Saint Jean-Baptiste de La Salle30.4.1651

Wikipedia (21 Mar 2013, 08:33)
Saint Jean-Baptiste de La Salle or John Baptist de La Salle (30 April 1651 – 7 April 1719) was a priest, educational reformer, and founder of the Institute of the Brothers of the Christian Schools. He is a saint of the Roman Catholic church and the patron saint of teachers.

He dedicated much of his life to the education of poor children in France; in doing so, he started many lasting educational practices. He is considered the founder of the first Catholic schools.


Life and work

Jean Baptiste de la Salle was born to a wealthy family in Rheims, France on April 30, 1651. He was the eldest child of Louis de la Salle and Nicolle de Moet de Brouillet. La Salle received the tonsure at age eleven and was named canon of Rheims Cathedral when he was fifteen. He was sent to the College des Bons Enfants, where he pursued the higher studies and, on July 10, 1669, he took the degree of Master of Arts. When de la Salle had completed his classical, literary, and philosophical courses, he was sent to Paris to enter the Seminary of Saint-Sulpice on October 18, 1670. His mother died on July 19, 1671, and on April 9, 1672, his father died. This circumstance obliged him to leave Saint-Sulpice on April 19, 1672. He was now twenty-one, the head of the family, and as such had the responsibility of educating his four brothers and two sisters. He completed his theological studies and was ordained to the priesthood at the age of 26 on April 9, 1678. Two years later he received a Doctorate in Theology.

Stored entries —

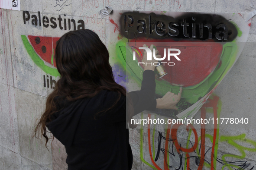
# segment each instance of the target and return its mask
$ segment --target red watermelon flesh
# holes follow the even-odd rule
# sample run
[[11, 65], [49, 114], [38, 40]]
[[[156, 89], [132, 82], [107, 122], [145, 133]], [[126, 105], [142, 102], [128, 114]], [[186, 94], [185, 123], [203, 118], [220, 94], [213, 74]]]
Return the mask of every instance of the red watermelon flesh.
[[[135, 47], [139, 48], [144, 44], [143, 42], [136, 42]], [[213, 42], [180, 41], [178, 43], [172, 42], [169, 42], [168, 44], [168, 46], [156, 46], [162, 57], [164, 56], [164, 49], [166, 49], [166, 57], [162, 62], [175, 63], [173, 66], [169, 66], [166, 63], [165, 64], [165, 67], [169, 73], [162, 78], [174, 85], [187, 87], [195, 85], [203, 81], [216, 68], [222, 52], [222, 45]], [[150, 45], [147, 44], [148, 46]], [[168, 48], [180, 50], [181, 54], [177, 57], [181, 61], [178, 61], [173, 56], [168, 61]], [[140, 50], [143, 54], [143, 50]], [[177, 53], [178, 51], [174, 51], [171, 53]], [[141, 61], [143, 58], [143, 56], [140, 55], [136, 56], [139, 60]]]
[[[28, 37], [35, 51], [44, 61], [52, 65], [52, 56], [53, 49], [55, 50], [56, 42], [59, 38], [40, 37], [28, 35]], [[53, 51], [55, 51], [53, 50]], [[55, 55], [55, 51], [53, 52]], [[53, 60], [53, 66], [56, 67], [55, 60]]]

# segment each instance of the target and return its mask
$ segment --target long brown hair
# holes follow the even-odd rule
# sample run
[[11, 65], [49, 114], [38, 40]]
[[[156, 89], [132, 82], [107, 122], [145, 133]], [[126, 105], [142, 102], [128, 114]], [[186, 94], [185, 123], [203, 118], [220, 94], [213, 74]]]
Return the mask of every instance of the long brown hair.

Challenges —
1) Decide whether each statement agrees with the text about Jean-Baptiste de La Salle: (a) he was born in Rheims, (b) he was ordained a priest at age twenty-one, (c) he took the degree of Master of Arts on July 10, 1669. For each, answer yes or no and quote the deciding words of the text.
2) Rewrite the records starting at their first line and ending at the line that contains "67], [55, 60]]]", replacing "instance" with "occurrence" and leaving everything else unchanged. Leave the pictures out.
The text and the records have no connection to each other.

Answer set —
1)
(a) Yes: "born to a wealthy family in Rheims, France on April 30, 1651"
(b) No: "ordained to the priesthood at the age of 26 on April 9, 1678"
(c) Yes: "on July 10, 1669, he took the degree of Master of Arts"

2)
# segment each occurrence of the target and return its mask
$ segment --target red watermelon flesh
# holes follow the even-odd rule
# sample run
[[11, 65], [49, 114], [38, 40]]
[[[156, 89], [132, 82], [107, 122], [145, 133]], [[126, 105], [142, 102], [128, 114]], [[186, 94], [185, 123], [203, 118], [220, 94], [213, 74]]]
Return the mask of every occurrence of the red watermelon flesh.
[[[135, 47], [139, 48], [144, 44], [143, 42], [136, 42]], [[213, 42], [180, 41], [178, 43], [172, 42], [169, 42], [168, 44], [168, 46], [156, 46], [162, 57], [164, 56], [164, 49], [166, 49], [166, 57], [162, 62], [175, 63], [173, 66], [169, 66], [166, 63], [165, 64], [165, 67], [169, 73], [162, 78], [174, 85], [187, 87], [195, 85], [203, 81], [216, 68], [222, 52], [222, 45]], [[150, 45], [147, 44], [148, 46]], [[168, 48], [180, 50], [181, 54], [177, 57], [181, 61], [178, 61], [173, 56], [168, 61]], [[140, 50], [143, 54], [143, 50]], [[177, 53], [178, 51], [174, 51], [171, 53]], [[141, 61], [143, 58], [143, 56], [140, 55], [136, 56], [139, 60]]]
[[[28, 37], [35, 51], [44, 61], [52, 65], [52, 56], [53, 49], [55, 50], [56, 42], [59, 38], [40, 37], [28, 35]], [[53, 51], [55, 51], [53, 50]], [[55, 55], [55, 51], [53, 52]], [[53, 60], [53, 66], [56, 67], [55, 60]]]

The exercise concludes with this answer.